# TASK
The answer is a single number: the count of lines below in which the word "instance" appears.

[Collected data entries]

- - - -

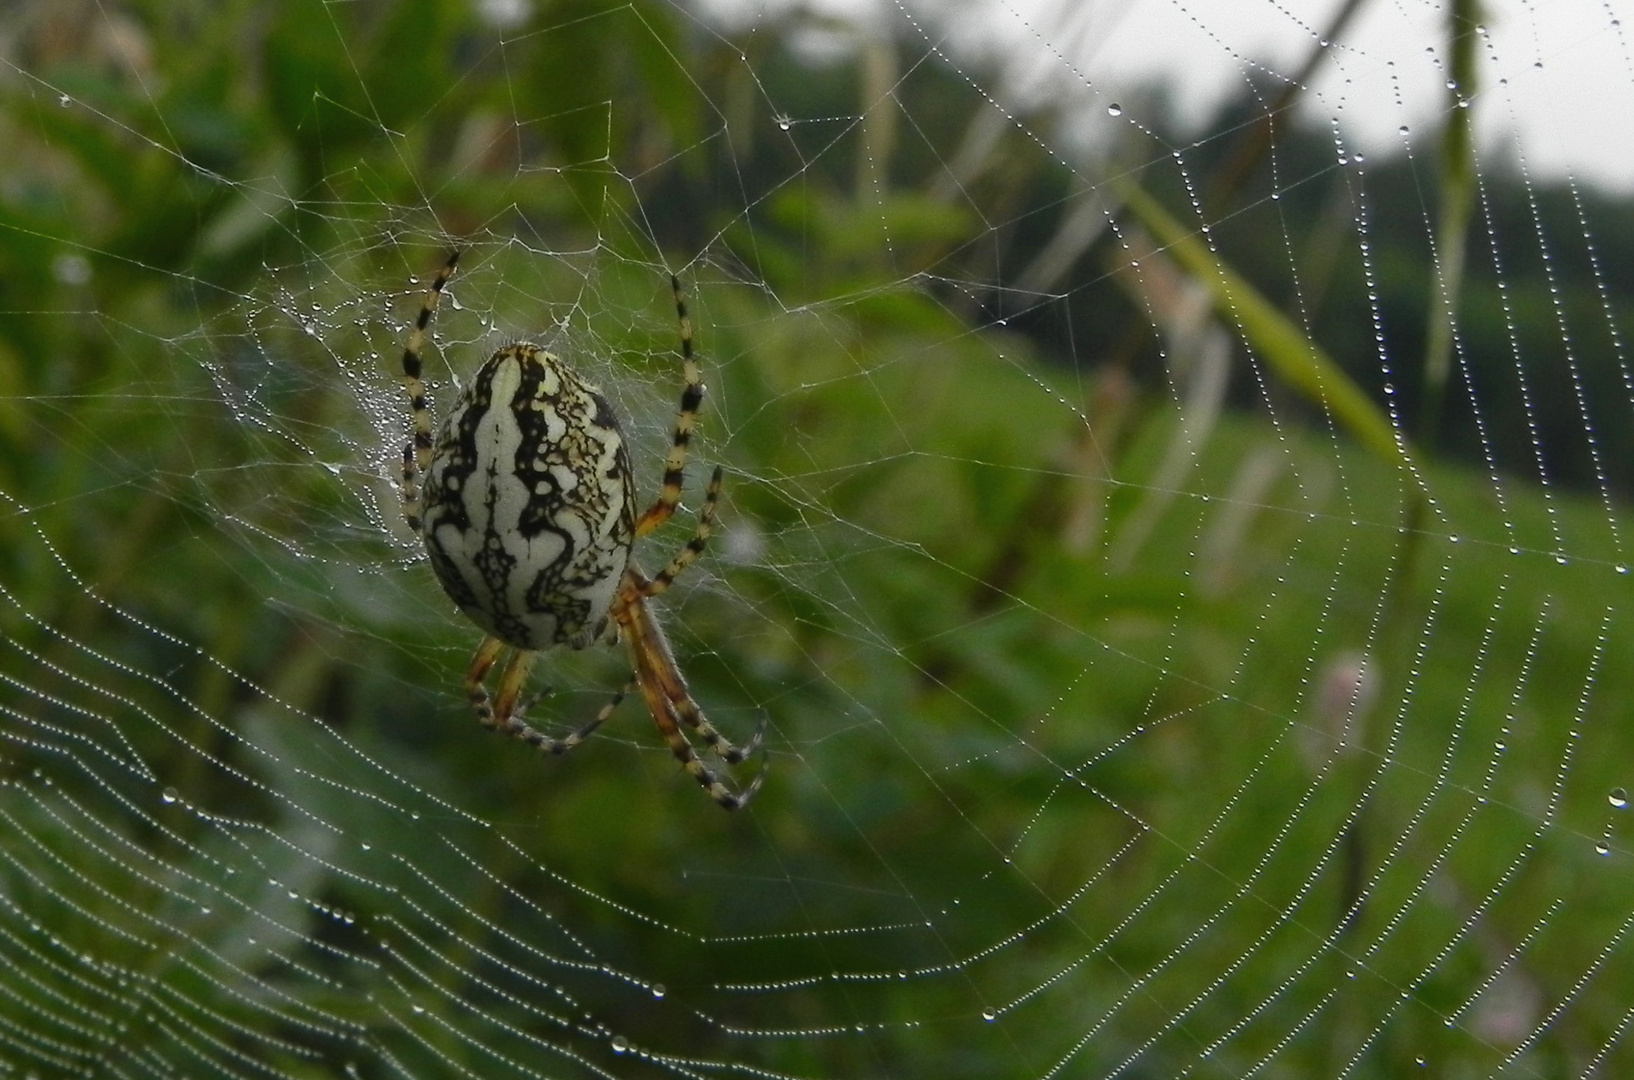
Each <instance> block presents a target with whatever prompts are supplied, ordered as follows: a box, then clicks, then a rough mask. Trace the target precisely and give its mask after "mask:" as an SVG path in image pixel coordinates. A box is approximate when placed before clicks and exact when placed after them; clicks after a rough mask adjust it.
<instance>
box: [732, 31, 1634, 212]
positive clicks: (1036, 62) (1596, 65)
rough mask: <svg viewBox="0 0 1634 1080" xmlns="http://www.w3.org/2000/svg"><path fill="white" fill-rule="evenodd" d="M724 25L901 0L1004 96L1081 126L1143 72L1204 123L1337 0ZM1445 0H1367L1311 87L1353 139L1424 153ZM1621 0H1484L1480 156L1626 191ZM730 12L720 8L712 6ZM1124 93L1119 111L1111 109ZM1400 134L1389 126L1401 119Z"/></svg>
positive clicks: (1630, 87) (1623, 66) (1626, 82)
mask: <svg viewBox="0 0 1634 1080" xmlns="http://www.w3.org/2000/svg"><path fill="white" fill-rule="evenodd" d="M704 7H706V8H712V10H714V11H716V13H722V15H724V20H725V21H729V23H737V25H739V26H742V25H743V21H742V20H743V18H745V15H748V20H750V23H752V21H753V18H755V15H750V13H752V11H758V13H760V15H766V13H770V11H778V13H788V11H789V10H791V8H802V10H806V11H812V13H819V15H822V16H828V18H830V20H833V21H832V23H828V25H830V26H838V25H845V23H855V25H861V26H869V25H882V23H884V21H886V20H900V13H907V16H909V18H910V20H913V21H915V23H917V25H918V26H922V28H923V33H925V34H926V36H928V38H930V39H931V41H944V42H946V44H948V46H949V47H948V52H949V56H953V57H954V59H958V57H961V56H964V57H971V56H977V54H980V56H987V57H993V56H1002V57H1007V59H1005V65H1007V69H1008V70H1010V72H1011V80H1010V87H1008V93H1010V95H1011V100H1015V98H1016V96H1020V98H1029V96H1031V98H1038V96H1047V98H1054V100H1060V98H1064V96H1065V98H1072V100H1075V101H1080V103H1082V109H1080V111H1082V114H1083V118H1085V123H1103V124H1105V123H1139V119H1141V116H1139V113H1137V111H1136V109H1129V108H1127V106H1129V103H1131V101H1136V100H1137V98H1139V90H1141V88H1142V87H1145V85H1150V83H1154V82H1162V83H1165V85H1168V87H1172V90H1173V93H1175V96H1176V100H1178V101H1180V103H1181V105H1183V106H1185V111H1186V114H1188V116H1193V118H1196V119H1198V121H1201V119H1203V118H1204V116H1206V114H1208V113H1211V111H1212V106H1214V103H1217V101H1219V98H1221V96H1222V95H1226V93H1230V91H1234V90H1235V88H1239V87H1242V85H1243V80H1245V78H1248V77H1250V75H1252V74H1253V72H1255V69H1257V65H1263V67H1265V69H1268V70H1271V72H1275V74H1279V75H1292V74H1294V72H1296V70H1297V67H1299V65H1301V64H1302V62H1304V57H1306V54H1307V52H1309V51H1310V47H1312V44H1314V42H1315V41H1317V38H1319V36H1320V33H1322V29H1324V28H1327V25H1328V21H1330V20H1332V18H1333V13H1335V11H1338V8H1340V7H1342V0H709V3H706V5H704ZM1446 7H1448V5H1446V3H1435V2H1430V0H1366V2H1364V3H1363V8H1361V13H1359V15H1358V16H1356V20H1355V21H1353V25H1351V26H1350V28H1348V31H1346V33H1345V34H1343V38H1342V39H1340V44H1338V46H1335V47H1333V49H1332V56H1330V57H1328V60H1327V62H1325V64H1324V65H1322V69H1320V74H1319V77H1317V78H1315V82H1314V87H1312V93H1309V95H1307V98H1306V105H1304V106H1302V108H1304V109H1306V116H1307V118H1320V119H1324V121H1325V119H1328V118H1338V129H1340V132H1342V134H1343V137H1345V139H1346V141H1350V142H1351V144H1353V147H1359V149H1363V150H1364V152H1384V150H1389V149H1392V147H1395V149H1399V147H1400V145H1402V141H1404V137H1405V139H1410V141H1412V142H1413V147H1415V150H1420V152H1428V150H1430V149H1431V141H1433V137H1435V129H1436V127H1438V126H1440V116H1441V113H1443V111H1444V108H1446V88H1444V83H1446V78H1448V74H1446V69H1444V67H1443V64H1446V62H1448V60H1449V57H1448V56H1446V29H1444V26H1446ZM1624 7H1627V8H1631V10H1634V0H1484V3H1482V25H1484V26H1485V28H1487V34H1485V39H1484V42H1482V44H1480V57H1482V59H1480V64H1479V67H1480V72H1479V87H1477V88H1476V95H1474V108H1476V118H1477V131H1479V132H1480V144H1479V145H1480V152H1482V154H1484V155H1489V157H1490V155H1503V157H1516V158H1523V160H1525V163H1526V167H1528V168H1529V170H1531V172H1533V175H1534V178H1539V180H1544V178H1547V180H1554V178H1559V176H1560V175H1564V173H1567V172H1570V173H1572V175H1574V176H1577V178H1578V180H1582V181H1592V183H1598V185H1601V186H1608V188H1613V190H1618V191H1634V59H1631V57H1634V42H1631V39H1629V33H1627V28H1624V26H1623V25H1621V23H1619V15H1621V13H1623V8H1624ZM725 11H730V15H725ZM1111 105H1124V106H1126V114H1124V116H1123V118H1118V119H1114V118H1109V116H1108V114H1106V109H1108V106H1111ZM1404 126H1405V127H1407V129H1409V134H1407V136H1402V134H1400V129H1402V127H1404Z"/></svg>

- - - -

# TASK RESULT
2